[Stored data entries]
☆ ☆ ☆ ☆

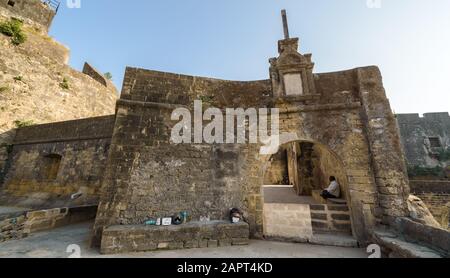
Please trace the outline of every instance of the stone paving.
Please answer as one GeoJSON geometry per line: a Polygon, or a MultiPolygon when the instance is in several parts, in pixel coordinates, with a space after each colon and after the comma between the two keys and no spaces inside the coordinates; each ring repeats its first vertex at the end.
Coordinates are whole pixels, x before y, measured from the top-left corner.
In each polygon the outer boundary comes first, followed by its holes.
{"type": "Polygon", "coordinates": [[[21,211],[26,211],[26,210],[27,210],[26,208],[0,206],[0,214],[15,213],[15,212],[21,212],[21,211]]]}
{"type": "Polygon", "coordinates": [[[92,223],[41,232],[20,241],[0,244],[0,258],[67,258],[67,247],[77,244],[84,258],[367,258],[364,249],[251,240],[248,246],[186,249],[101,255],[89,249],[92,223]]]}

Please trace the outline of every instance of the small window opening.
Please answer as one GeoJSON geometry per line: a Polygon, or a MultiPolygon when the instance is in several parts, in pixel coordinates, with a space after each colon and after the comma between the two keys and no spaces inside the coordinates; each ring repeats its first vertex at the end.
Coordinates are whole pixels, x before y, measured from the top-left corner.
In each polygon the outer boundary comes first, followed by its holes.
{"type": "Polygon", "coordinates": [[[14,7],[15,4],[16,4],[16,2],[13,1],[13,0],[9,0],[8,1],[8,5],[11,6],[11,7],[14,7]]]}
{"type": "Polygon", "coordinates": [[[44,157],[44,178],[46,180],[56,180],[62,156],[59,154],[49,154],[44,157]]]}
{"type": "Polygon", "coordinates": [[[439,137],[428,137],[428,140],[430,141],[430,146],[432,148],[442,147],[441,140],[439,139],[439,137]]]}

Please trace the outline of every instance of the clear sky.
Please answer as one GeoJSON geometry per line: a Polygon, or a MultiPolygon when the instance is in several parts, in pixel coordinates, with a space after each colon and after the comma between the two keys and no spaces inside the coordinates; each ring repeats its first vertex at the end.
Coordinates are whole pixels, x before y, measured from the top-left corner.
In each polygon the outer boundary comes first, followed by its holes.
{"type": "Polygon", "coordinates": [[[450,111],[449,0],[61,1],[51,35],[70,47],[73,67],[111,72],[119,90],[126,66],[267,79],[285,8],[315,72],[378,65],[396,113],[450,111]]]}

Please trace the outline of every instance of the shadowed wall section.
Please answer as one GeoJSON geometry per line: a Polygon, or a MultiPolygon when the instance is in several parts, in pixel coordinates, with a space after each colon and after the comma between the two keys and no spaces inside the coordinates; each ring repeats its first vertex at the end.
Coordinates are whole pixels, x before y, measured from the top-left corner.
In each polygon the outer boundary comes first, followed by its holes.
{"type": "Polygon", "coordinates": [[[114,120],[106,116],[18,129],[2,204],[97,204],[114,120]],[[71,200],[75,193],[83,195],[71,200]]]}

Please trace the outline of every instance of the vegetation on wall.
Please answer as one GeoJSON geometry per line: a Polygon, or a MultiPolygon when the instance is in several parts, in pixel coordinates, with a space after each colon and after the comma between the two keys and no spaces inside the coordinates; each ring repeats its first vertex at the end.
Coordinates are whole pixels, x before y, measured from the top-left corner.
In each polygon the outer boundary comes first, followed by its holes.
{"type": "Polygon", "coordinates": [[[22,128],[22,127],[27,127],[27,126],[32,126],[34,125],[34,122],[29,120],[29,121],[14,121],[14,124],[16,125],[17,128],[22,128]]]}
{"type": "Polygon", "coordinates": [[[203,104],[212,104],[214,101],[214,96],[200,96],[199,100],[201,100],[203,104]]]}
{"type": "Polygon", "coordinates": [[[59,86],[65,90],[69,90],[70,89],[69,80],[67,80],[67,78],[64,77],[63,81],[59,83],[59,86]]]}
{"type": "Polygon", "coordinates": [[[450,149],[442,149],[437,154],[437,159],[440,162],[446,162],[450,160],[450,149]]]}
{"type": "Polygon", "coordinates": [[[23,23],[18,19],[11,19],[6,22],[0,23],[0,33],[11,37],[11,42],[14,45],[22,44],[26,41],[27,37],[22,30],[23,23]]]}
{"type": "Polygon", "coordinates": [[[434,168],[427,168],[422,166],[409,166],[408,174],[410,178],[415,177],[436,177],[436,178],[445,178],[446,173],[445,169],[440,166],[436,166],[434,168]]]}
{"type": "Polygon", "coordinates": [[[6,92],[8,89],[6,86],[0,86],[0,93],[6,92]]]}
{"type": "Polygon", "coordinates": [[[108,80],[112,80],[113,79],[113,76],[112,76],[112,74],[110,72],[107,72],[104,75],[105,75],[105,78],[108,79],[108,80]]]}

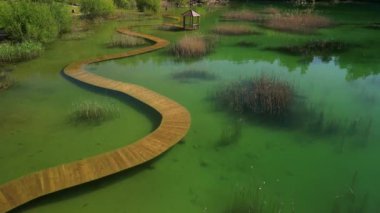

☆ ☆ ☆ ☆

(WHAT THE TASK REQUIRES): When you give the entries again, keep them exact and omit any picture they contain.

(ANSWER SECTION):
Please trace the outline of every instance of the stone paving.
Please answer as one GeoJSON geometry per line: a Polygon, or a MultiPolygon when the instance is in several parts, in pixel coordinates, with a space after each colon and after the comma between the two keys and no spaces inside the coordinates; each ring repeats its first vertex at the end.
Coordinates are whole pixels, x before y, measured from the top-left corner.
In each polygon the outer boundary comes first, followed by its holes.
{"type": "Polygon", "coordinates": [[[21,211],[26,211],[26,210],[27,210],[26,208],[0,206],[0,214],[15,213],[15,212],[21,212],[21,211]]]}
{"type": "Polygon", "coordinates": [[[92,223],[41,232],[20,241],[0,244],[0,258],[67,258],[67,247],[77,244],[84,258],[367,258],[364,249],[251,240],[248,246],[186,249],[101,255],[89,249],[92,223]]]}

Please trace the outline of every instance of the small window opening.
Please answer as one GeoJSON geometry per line: a Polygon, or a MultiPolygon when the instance is in several parts, in pixel coordinates, with a space after each colon and after the comma between the two keys and no spaces inside the coordinates; each ring repeats its first vertex at the end.
Coordinates are whole pixels, x before y, measured from the top-left corner.
In each polygon the outer boundary comes first, followed by its holes.
{"type": "Polygon", "coordinates": [[[14,7],[15,4],[16,4],[16,2],[13,1],[13,0],[9,0],[8,1],[8,5],[11,6],[11,7],[14,7]]]}
{"type": "Polygon", "coordinates": [[[44,157],[44,178],[46,180],[56,180],[62,156],[59,154],[49,154],[44,157]]]}
{"type": "Polygon", "coordinates": [[[439,137],[428,137],[428,140],[430,141],[430,146],[432,148],[442,147],[441,140],[439,139],[439,137]]]}

Please trace the outline of every instance of the clear sky.
Please answer as one GeoJSON geometry per line: a Polygon, or a MultiPolygon when the instance is in several parts, in pixel coordinates, with a space after each colon and after the comma between the two keys and no spaces inside the coordinates; each ring repeats its first vertex at the end.
Coordinates are whole pixels, x before y, measured from the top-left corner.
In each polygon the outer boundary comes first, followed by its holes.
{"type": "Polygon", "coordinates": [[[450,111],[449,0],[61,1],[51,35],[70,47],[73,67],[111,72],[119,90],[126,66],[267,79],[285,8],[315,72],[378,65],[396,113],[450,111]]]}

Please trace the outline of every instance of the shadowed wall section.
Please answer as one GeoJSON geometry per line: a Polygon, or a MultiPolygon when the instance is in several parts, in pixel coordinates, with a space after each colon and after the comma between the two keys and no spaces inside the coordinates; each ring repeats its first vertex at the end.
Coordinates are whole pixels, x before y, measured from the top-left corner.
In each polygon the outer boundary comes first, followed by its holes.
{"type": "Polygon", "coordinates": [[[114,120],[106,116],[18,129],[2,204],[97,204],[114,120]],[[71,200],[75,193],[83,195],[71,200]]]}

Please trace the outline of every instance of the vegetation on wall.
Please answer as one GeoJSON geometry per line: a Polygon, or a MultiPolygon when the instance is in several parts, in pixel coordinates, with a space after each colon and after the comma between the two keys and no spaces inside the coordinates; each ring repeats its first vertex at the end.
Coordinates are whole pixels, x before y, measured from the top-left corner.
In each polygon the outer boundary comes first, followed by its holes.
{"type": "Polygon", "coordinates": [[[22,128],[22,127],[27,127],[27,126],[32,126],[34,125],[34,122],[29,120],[29,121],[14,121],[14,124],[16,125],[17,128],[22,128]]]}
{"type": "Polygon", "coordinates": [[[203,104],[212,104],[214,101],[214,96],[200,96],[199,100],[201,100],[203,104]]]}
{"type": "Polygon", "coordinates": [[[59,86],[65,90],[69,90],[70,89],[69,80],[67,80],[67,78],[64,77],[63,81],[59,83],[59,86]]]}
{"type": "Polygon", "coordinates": [[[450,149],[442,149],[437,154],[437,159],[440,162],[446,162],[450,160],[450,149]]]}
{"type": "Polygon", "coordinates": [[[23,23],[18,19],[11,19],[6,22],[0,23],[0,33],[11,37],[11,42],[14,45],[22,44],[26,41],[27,37],[22,30],[23,23]]]}
{"type": "Polygon", "coordinates": [[[434,168],[427,168],[422,166],[409,166],[408,174],[410,178],[415,177],[436,177],[436,178],[445,178],[446,173],[445,169],[440,166],[436,166],[434,168]]]}
{"type": "Polygon", "coordinates": [[[6,92],[8,89],[6,86],[0,86],[0,93],[6,92]]]}
{"type": "Polygon", "coordinates": [[[108,80],[112,80],[113,79],[113,76],[112,76],[112,74],[110,72],[107,72],[104,75],[105,75],[105,78],[108,79],[108,80]]]}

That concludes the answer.